Background: A group of retired nuclear lab employees sued UC with regard to their transfer to a less desirable retiree medical plan than currently covers other UC employees. Readers may remember that for decades UC ran the labs as a legacy of the World War II Manhattan Project. When administration of the labs – after various security-related scandals – was transferred to a consortium of private contractors and UC, benefits such as pensions and health care became an issue.

Judge dismisses Livermore lab retirees’ lawsuit: Transfer of retiree health plan deemed legal

By Suzanne Bohan, Contra Costa Times, Updated: 06/08/2011 (excerpt)

A three-year legal battle by Lawrence Livermore Laboratory retirees over medical benefits has sustained a major setback, according to a spokesman for the plaintiffs. In a lawsuit against the regents of the University of California, four lab retirees argued that UC illegally transferred them into the health care plan of the entity that took over lab management from the university in 2007. But on May 27, an Oakland judge dismissed the lawsuit.

- _Data listing_
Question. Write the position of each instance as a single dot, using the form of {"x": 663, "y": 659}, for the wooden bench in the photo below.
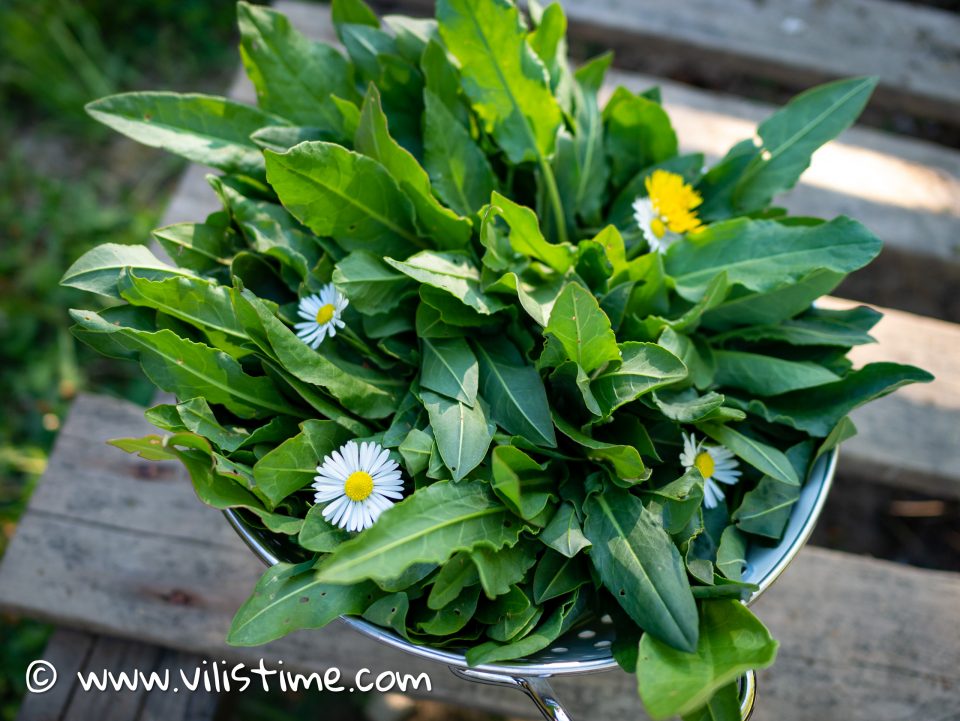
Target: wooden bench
{"x": 121, "y": 550}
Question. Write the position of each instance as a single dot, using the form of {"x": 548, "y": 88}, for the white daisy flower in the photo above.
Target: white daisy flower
{"x": 667, "y": 211}
{"x": 715, "y": 463}
{"x": 357, "y": 483}
{"x": 321, "y": 315}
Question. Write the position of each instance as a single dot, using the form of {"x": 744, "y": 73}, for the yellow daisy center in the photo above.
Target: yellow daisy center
{"x": 325, "y": 313}
{"x": 705, "y": 464}
{"x": 359, "y": 486}
{"x": 674, "y": 202}
{"x": 658, "y": 227}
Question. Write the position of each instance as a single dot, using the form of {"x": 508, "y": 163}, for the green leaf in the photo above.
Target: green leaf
{"x": 290, "y": 597}
{"x": 452, "y": 272}
{"x": 198, "y": 417}
{"x": 463, "y": 432}
{"x": 580, "y": 163}
{"x": 353, "y": 12}
{"x": 645, "y": 367}
{"x": 202, "y": 128}
{"x": 681, "y": 499}
{"x": 724, "y": 705}
{"x": 732, "y": 641}
{"x": 270, "y": 230}
{"x": 793, "y": 133}
{"x": 641, "y": 567}
{"x": 344, "y": 195}
{"x": 458, "y": 573}
{"x": 582, "y": 328}
{"x": 537, "y": 295}
{"x": 774, "y": 306}
{"x": 99, "y": 269}
{"x": 189, "y": 369}
{"x": 426, "y": 527}
{"x": 732, "y": 553}
{"x": 450, "y": 368}
{"x": 373, "y": 139}
{"x": 818, "y": 326}
{"x": 818, "y": 410}
{"x": 318, "y": 534}
{"x": 765, "y": 375}
{"x": 203, "y": 247}
{"x": 515, "y": 392}
{"x": 200, "y": 303}
{"x": 563, "y": 533}
{"x": 764, "y": 254}
{"x": 369, "y": 283}
{"x": 558, "y": 623}
{"x": 293, "y": 76}
{"x": 766, "y": 509}
{"x": 638, "y": 134}
{"x": 452, "y": 311}
{"x": 459, "y": 170}
{"x": 557, "y": 575}
{"x": 293, "y": 464}
{"x": 450, "y": 619}
{"x": 416, "y": 450}
{"x": 502, "y": 76}
{"x": 525, "y": 236}
{"x": 500, "y": 569}
{"x": 763, "y": 457}
{"x": 523, "y": 484}
{"x": 625, "y": 459}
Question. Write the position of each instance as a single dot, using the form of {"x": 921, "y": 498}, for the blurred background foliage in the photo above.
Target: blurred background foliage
{"x": 66, "y": 184}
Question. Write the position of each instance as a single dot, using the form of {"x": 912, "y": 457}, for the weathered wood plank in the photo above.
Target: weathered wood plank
{"x": 905, "y": 190}
{"x": 74, "y": 652}
{"x": 199, "y": 705}
{"x": 914, "y": 50}
{"x": 862, "y": 639}
{"x": 68, "y": 651}
{"x": 115, "y": 655}
{"x": 912, "y": 438}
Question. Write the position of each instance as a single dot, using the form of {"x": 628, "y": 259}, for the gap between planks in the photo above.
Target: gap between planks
{"x": 914, "y": 50}
{"x": 911, "y": 439}
{"x": 905, "y": 190}
{"x": 882, "y": 644}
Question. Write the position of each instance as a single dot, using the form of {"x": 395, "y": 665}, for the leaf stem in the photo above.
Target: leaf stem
{"x": 554, "y": 194}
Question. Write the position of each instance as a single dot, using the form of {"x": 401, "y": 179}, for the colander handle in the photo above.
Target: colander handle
{"x": 540, "y": 692}
{"x": 536, "y": 687}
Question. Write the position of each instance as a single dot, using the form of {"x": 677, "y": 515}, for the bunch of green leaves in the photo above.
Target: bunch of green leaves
{"x": 509, "y": 337}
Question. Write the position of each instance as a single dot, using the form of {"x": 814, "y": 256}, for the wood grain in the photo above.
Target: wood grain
{"x": 77, "y": 652}
{"x": 911, "y": 439}
{"x": 861, "y": 639}
{"x": 905, "y": 190}
{"x": 914, "y": 50}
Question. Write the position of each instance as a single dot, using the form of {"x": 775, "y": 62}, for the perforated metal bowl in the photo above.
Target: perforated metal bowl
{"x": 586, "y": 647}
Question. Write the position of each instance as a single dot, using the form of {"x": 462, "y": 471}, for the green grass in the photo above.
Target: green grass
{"x": 67, "y": 184}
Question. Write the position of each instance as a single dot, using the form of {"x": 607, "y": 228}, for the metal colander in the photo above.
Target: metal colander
{"x": 586, "y": 647}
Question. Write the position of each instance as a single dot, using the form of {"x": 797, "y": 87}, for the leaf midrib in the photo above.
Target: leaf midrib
{"x": 248, "y": 146}
{"x": 255, "y": 402}
{"x": 696, "y": 276}
{"x": 463, "y": 389}
{"x": 528, "y": 131}
{"x": 385, "y": 222}
{"x": 496, "y": 371}
{"x": 384, "y": 549}
{"x": 608, "y": 512}
{"x": 797, "y": 136}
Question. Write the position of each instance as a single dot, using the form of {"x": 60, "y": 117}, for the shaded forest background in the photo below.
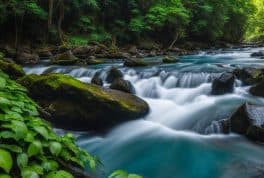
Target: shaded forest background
{"x": 120, "y": 22}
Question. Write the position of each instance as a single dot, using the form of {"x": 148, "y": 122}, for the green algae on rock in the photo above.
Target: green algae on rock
{"x": 79, "y": 106}
{"x": 13, "y": 70}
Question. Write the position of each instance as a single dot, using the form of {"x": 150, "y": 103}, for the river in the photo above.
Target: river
{"x": 180, "y": 137}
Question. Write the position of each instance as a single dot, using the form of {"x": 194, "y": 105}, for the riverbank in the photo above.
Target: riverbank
{"x": 96, "y": 53}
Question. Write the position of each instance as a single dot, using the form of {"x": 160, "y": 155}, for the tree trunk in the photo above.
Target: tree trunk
{"x": 61, "y": 17}
{"x": 51, "y": 3}
{"x": 174, "y": 40}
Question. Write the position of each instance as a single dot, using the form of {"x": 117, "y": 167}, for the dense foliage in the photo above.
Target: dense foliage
{"x": 256, "y": 23}
{"x": 28, "y": 145}
{"x": 123, "y": 21}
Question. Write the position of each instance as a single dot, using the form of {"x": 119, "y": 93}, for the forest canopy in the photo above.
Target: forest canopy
{"x": 128, "y": 21}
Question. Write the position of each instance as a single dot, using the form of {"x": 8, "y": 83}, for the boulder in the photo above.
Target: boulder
{"x": 258, "y": 54}
{"x": 170, "y": 59}
{"x": 248, "y": 120}
{"x": 258, "y": 89}
{"x": 94, "y": 61}
{"x": 78, "y": 106}
{"x": 134, "y": 62}
{"x": 97, "y": 80}
{"x": 27, "y": 58}
{"x": 44, "y": 53}
{"x": 83, "y": 51}
{"x": 66, "y": 58}
{"x": 13, "y": 70}
{"x": 133, "y": 50}
{"x": 123, "y": 85}
{"x": 224, "y": 84}
{"x": 249, "y": 76}
{"x": 113, "y": 74}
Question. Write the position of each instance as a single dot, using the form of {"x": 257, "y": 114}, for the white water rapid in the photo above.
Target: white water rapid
{"x": 180, "y": 137}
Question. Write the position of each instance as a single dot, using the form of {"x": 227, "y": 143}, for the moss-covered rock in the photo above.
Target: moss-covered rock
{"x": 113, "y": 74}
{"x": 66, "y": 58}
{"x": 79, "y": 106}
{"x": 94, "y": 61}
{"x": 13, "y": 70}
{"x": 135, "y": 62}
{"x": 249, "y": 76}
{"x": 123, "y": 85}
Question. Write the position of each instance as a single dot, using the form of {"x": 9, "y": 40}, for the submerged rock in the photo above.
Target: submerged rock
{"x": 13, "y": 70}
{"x": 248, "y": 120}
{"x": 134, "y": 62}
{"x": 66, "y": 58}
{"x": 123, "y": 85}
{"x": 170, "y": 59}
{"x": 249, "y": 76}
{"x": 113, "y": 74}
{"x": 79, "y": 106}
{"x": 258, "y": 89}
{"x": 224, "y": 84}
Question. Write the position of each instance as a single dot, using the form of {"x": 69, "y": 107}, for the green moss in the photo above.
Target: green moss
{"x": 13, "y": 70}
{"x": 33, "y": 144}
{"x": 63, "y": 86}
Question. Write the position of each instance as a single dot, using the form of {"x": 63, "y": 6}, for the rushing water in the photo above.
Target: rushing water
{"x": 180, "y": 137}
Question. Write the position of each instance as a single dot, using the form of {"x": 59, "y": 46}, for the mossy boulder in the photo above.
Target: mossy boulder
{"x": 170, "y": 59}
{"x": 79, "y": 106}
{"x": 97, "y": 80}
{"x": 113, "y": 74}
{"x": 123, "y": 85}
{"x": 135, "y": 62}
{"x": 27, "y": 57}
{"x": 66, "y": 58}
{"x": 249, "y": 76}
{"x": 13, "y": 70}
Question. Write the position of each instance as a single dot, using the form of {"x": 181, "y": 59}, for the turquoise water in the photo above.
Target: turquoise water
{"x": 180, "y": 138}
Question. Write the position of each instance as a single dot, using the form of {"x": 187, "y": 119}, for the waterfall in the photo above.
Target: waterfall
{"x": 181, "y": 137}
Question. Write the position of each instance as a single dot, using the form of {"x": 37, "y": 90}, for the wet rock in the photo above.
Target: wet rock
{"x": 258, "y": 89}
{"x": 63, "y": 49}
{"x": 93, "y": 61}
{"x": 78, "y": 106}
{"x": 113, "y": 74}
{"x": 135, "y": 62}
{"x": 249, "y": 76}
{"x": 83, "y": 51}
{"x": 66, "y": 58}
{"x": 170, "y": 59}
{"x": 97, "y": 80}
{"x": 258, "y": 54}
{"x": 13, "y": 70}
{"x": 27, "y": 58}
{"x": 248, "y": 120}
{"x": 44, "y": 53}
{"x": 133, "y": 50}
{"x": 224, "y": 84}
{"x": 123, "y": 85}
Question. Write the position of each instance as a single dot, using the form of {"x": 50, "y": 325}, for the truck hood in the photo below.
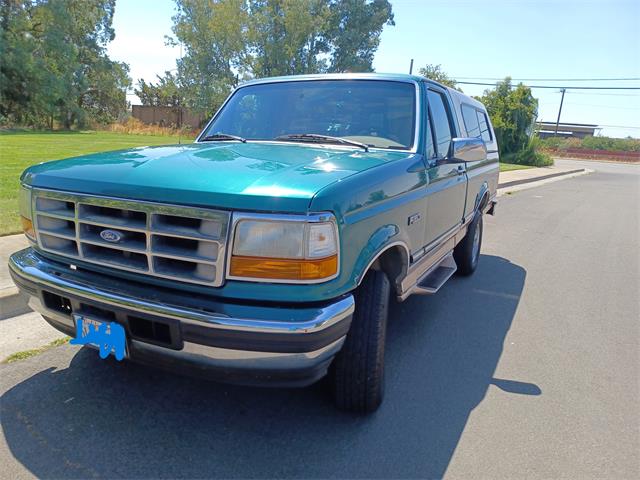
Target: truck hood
{"x": 250, "y": 176}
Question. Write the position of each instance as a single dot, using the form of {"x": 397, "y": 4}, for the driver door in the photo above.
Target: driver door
{"x": 447, "y": 185}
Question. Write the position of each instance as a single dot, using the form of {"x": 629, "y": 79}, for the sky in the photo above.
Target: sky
{"x": 472, "y": 41}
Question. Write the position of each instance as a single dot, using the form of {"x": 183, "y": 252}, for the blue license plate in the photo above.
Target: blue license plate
{"x": 107, "y": 337}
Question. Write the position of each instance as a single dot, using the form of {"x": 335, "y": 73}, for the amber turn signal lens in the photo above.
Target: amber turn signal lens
{"x": 27, "y": 228}
{"x": 283, "y": 269}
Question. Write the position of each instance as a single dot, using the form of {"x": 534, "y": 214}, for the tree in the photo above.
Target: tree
{"x": 435, "y": 72}
{"x": 54, "y": 62}
{"x": 513, "y": 111}
{"x": 229, "y": 39}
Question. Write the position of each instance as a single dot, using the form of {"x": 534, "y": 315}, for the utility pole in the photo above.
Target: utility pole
{"x": 560, "y": 111}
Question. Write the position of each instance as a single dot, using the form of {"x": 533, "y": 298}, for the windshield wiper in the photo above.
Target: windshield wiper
{"x": 217, "y": 137}
{"x": 316, "y": 138}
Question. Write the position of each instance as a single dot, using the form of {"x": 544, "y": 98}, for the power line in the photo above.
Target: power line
{"x": 601, "y": 106}
{"x": 619, "y": 126}
{"x": 608, "y": 94}
{"x": 555, "y": 79}
{"x": 556, "y": 87}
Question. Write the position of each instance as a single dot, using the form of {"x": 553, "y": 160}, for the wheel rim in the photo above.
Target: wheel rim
{"x": 476, "y": 243}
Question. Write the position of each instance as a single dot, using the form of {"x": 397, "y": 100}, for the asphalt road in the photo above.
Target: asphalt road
{"x": 530, "y": 368}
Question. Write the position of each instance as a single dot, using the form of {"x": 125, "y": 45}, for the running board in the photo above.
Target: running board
{"x": 437, "y": 276}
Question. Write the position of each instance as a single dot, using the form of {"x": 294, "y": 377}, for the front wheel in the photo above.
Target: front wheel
{"x": 467, "y": 252}
{"x": 358, "y": 377}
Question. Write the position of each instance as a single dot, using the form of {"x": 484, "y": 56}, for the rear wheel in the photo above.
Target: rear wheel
{"x": 358, "y": 376}
{"x": 467, "y": 252}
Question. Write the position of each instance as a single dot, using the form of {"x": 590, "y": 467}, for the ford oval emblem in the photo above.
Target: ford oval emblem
{"x": 111, "y": 236}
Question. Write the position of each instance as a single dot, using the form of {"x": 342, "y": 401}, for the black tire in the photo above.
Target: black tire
{"x": 358, "y": 369}
{"x": 466, "y": 253}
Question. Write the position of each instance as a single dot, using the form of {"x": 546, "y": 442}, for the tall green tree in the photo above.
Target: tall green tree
{"x": 164, "y": 93}
{"x": 225, "y": 40}
{"x": 436, "y": 73}
{"x": 68, "y": 75}
{"x": 513, "y": 111}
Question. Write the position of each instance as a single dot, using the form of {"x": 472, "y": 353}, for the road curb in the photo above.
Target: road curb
{"x": 12, "y": 303}
{"x": 536, "y": 179}
{"x": 517, "y": 185}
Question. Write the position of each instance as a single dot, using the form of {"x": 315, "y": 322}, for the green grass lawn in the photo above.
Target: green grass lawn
{"x": 22, "y": 149}
{"x": 507, "y": 167}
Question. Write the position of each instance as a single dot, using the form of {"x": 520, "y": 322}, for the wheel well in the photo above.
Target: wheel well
{"x": 394, "y": 262}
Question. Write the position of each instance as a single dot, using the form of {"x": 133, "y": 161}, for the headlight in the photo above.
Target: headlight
{"x": 278, "y": 249}
{"x": 26, "y": 218}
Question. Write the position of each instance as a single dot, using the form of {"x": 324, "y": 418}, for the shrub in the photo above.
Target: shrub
{"x": 134, "y": 126}
{"x": 531, "y": 155}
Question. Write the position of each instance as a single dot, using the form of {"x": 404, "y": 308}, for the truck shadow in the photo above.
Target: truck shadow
{"x": 102, "y": 419}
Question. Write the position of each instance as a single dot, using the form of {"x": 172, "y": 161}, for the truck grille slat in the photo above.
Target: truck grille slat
{"x": 168, "y": 241}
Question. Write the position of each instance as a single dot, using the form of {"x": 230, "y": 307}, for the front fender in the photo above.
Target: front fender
{"x": 382, "y": 240}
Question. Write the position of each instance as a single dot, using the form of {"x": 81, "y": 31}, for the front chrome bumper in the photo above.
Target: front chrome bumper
{"x": 241, "y": 343}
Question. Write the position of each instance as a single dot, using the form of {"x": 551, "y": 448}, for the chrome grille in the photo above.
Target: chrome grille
{"x": 168, "y": 241}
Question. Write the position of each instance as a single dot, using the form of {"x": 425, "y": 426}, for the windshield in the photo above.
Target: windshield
{"x": 379, "y": 114}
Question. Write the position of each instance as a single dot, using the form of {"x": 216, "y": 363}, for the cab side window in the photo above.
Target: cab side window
{"x": 431, "y": 149}
{"x": 484, "y": 126}
{"x": 470, "y": 118}
{"x": 440, "y": 122}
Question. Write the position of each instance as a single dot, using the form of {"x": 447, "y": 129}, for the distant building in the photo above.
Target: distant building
{"x": 566, "y": 130}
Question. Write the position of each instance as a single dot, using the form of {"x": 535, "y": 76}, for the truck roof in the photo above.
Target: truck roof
{"x": 398, "y": 77}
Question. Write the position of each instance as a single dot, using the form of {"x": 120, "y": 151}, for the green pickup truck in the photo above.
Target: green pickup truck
{"x": 267, "y": 251}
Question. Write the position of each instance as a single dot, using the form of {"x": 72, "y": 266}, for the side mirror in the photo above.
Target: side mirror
{"x": 467, "y": 150}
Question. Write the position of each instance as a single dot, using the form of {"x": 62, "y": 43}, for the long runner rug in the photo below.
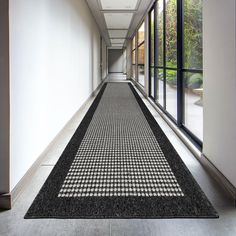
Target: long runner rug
{"x": 120, "y": 164}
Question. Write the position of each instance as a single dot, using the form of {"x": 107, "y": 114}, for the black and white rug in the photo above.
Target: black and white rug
{"x": 120, "y": 164}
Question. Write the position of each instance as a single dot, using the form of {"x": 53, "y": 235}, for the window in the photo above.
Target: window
{"x": 193, "y": 76}
{"x": 152, "y": 53}
{"x": 134, "y": 58}
{"x": 175, "y": 62}
{"x": 141, "y": 54}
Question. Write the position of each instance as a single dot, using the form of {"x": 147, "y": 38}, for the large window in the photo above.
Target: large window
{"x": 134, "y": 58}
{"x": 141, "y": 54}
{"x": 175, "y": 62}
{"x": 192, "y": 61}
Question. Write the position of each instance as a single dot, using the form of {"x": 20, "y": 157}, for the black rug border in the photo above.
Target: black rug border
{"x": 48, "y": 205}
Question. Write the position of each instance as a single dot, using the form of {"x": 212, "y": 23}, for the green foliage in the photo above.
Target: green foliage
{"x": 192, "y": 33}
{"x": 195, "y": 81}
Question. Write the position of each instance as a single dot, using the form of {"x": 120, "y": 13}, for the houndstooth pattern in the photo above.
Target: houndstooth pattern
{"x": 119, "y": 154}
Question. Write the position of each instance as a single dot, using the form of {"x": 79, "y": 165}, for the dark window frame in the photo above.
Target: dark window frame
{"x": 180, "y": 68}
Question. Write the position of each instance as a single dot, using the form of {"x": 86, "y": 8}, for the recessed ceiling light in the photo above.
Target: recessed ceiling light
{"x": 119, "y": 4}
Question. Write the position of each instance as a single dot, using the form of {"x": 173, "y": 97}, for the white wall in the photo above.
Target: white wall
{"x": 220, "y": 85}
{"x": 104, "y": 60}
{"x": 55, "y": 66}
{"x": 4, "y": 97}
{"x": 124, "y": 61}
{"x": 115, "y": 59}
{"x": 129, "y": 59}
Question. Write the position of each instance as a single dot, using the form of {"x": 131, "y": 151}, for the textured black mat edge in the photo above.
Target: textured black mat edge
{"x": 47, "y": 205}
{"x": 168, "y": 148}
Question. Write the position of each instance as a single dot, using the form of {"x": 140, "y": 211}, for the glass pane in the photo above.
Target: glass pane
{"x": 141, "y": 54}
{"x": 141, "y": 74}
{"x": 193, "y": 34}
{"x": 133, "y": 71}
{"x": 160, "y": 32}
{"x": 134, "y": 57}
{"x": 152, "y": 81}
{"x": 141, "y": 34}
{"x": 134, "y": 43}
{"x": 171, "y": 33}
{"x": 171, "y": 92}
{"x": 193, "y": 119}
{"x": 160, "y": 87}
{"x": 152, "y": 38}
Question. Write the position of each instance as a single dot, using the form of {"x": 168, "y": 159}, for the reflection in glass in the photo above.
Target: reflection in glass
{"x": 193, "y": 34}
{"x": 141, "y": 74}
{"x": 171, "y": 33}
{"x": 193, "y": 103}
{"x": 152, "y": 81}
{"x": 160, "y": 32}
{"x": 141, "y": 34}
{"x": 152, "y": 38}
{"x": 160, "y": 86}
{"x": 134, "y": 43}
{"x": 171, "y": 92}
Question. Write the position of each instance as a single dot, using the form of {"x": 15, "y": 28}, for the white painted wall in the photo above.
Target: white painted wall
{"x": 115, "y": 61}
{"x": 124, "y": 61}
{"x": 4, "y": 97}
{"x": 55, "y": 66}
{"x": 104, "y": 60}
{"x": 220, "y": 85}
{"x": 129, "y": 59}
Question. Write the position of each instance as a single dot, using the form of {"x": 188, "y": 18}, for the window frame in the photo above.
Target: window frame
{"x": 180, "y": 68}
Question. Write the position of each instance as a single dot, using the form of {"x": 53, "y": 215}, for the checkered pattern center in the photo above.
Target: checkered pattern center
{"x": 119, "y": 154}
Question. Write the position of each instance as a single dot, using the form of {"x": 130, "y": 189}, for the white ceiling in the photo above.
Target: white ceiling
{"x": 119, "y": 4}
{"x": 118, "y": 19}
{"x": 117, "y": 41}
{"x": 118, "y": 33}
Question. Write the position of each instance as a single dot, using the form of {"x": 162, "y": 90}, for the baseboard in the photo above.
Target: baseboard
{"x": 5, "y": 201}
{"x": 8, "y": 200}
{"x": 219, "y": 177}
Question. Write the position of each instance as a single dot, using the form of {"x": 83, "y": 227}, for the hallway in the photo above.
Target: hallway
{"x": 12, "y": 222}
{"x": 117, "y": 117}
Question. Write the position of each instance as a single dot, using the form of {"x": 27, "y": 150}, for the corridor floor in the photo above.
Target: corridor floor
{"x": 12, "y": 222}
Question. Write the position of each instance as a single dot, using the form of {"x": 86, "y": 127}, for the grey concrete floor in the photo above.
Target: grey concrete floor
{"x": 13, "y": 223}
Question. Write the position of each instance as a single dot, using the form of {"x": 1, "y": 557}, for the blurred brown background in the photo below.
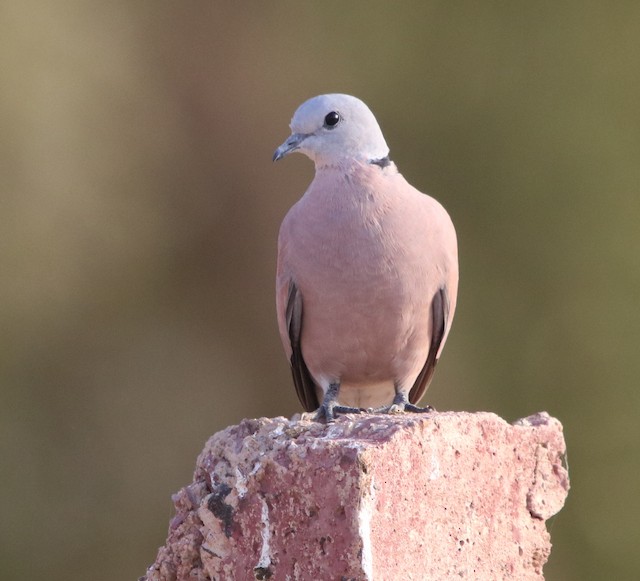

- _Prompt A_
According to the article on the Livermore lab retirees' lawsuit, on what date did an Oakland judge dismiss the case?
- _Prompt B_
Carry on the article about the Livermore lab retirees' lawsuit, picking up right after its final sentence.

- _Expected answer A_
May 27

- _Expected answer B_
Alameda County Superior Court Judge Frank Roesch (ruled that) the plaintiffs didn’t deliver evidence of “a binding contract” guaranteeing them health benefits “equal to those provided to other UC retirees,” the judge wrote. Nor was their assertion of major financial injury upheld. Roesch wrote that the switch from one retiree health plan to another isn’t “an injury so severe” as to require court intervention. Charles Robinson, UC’s vice president and general counsel for legal affairs, stated in an email that UC “is pleased that the judge acknowledged that the university’s transfer of responsibility” for retiree medical benefits “was legal and appropriate.”

Full story at http://www.contracostatimes.com/bay-area-news/ci_18224492

In the short term, this ruling relieves UC of the potential costs of re-assuming the old benefit plan for these employees. But, of course, it also spotlights the shakier obligation of UC retiree health relative to the pension obligation.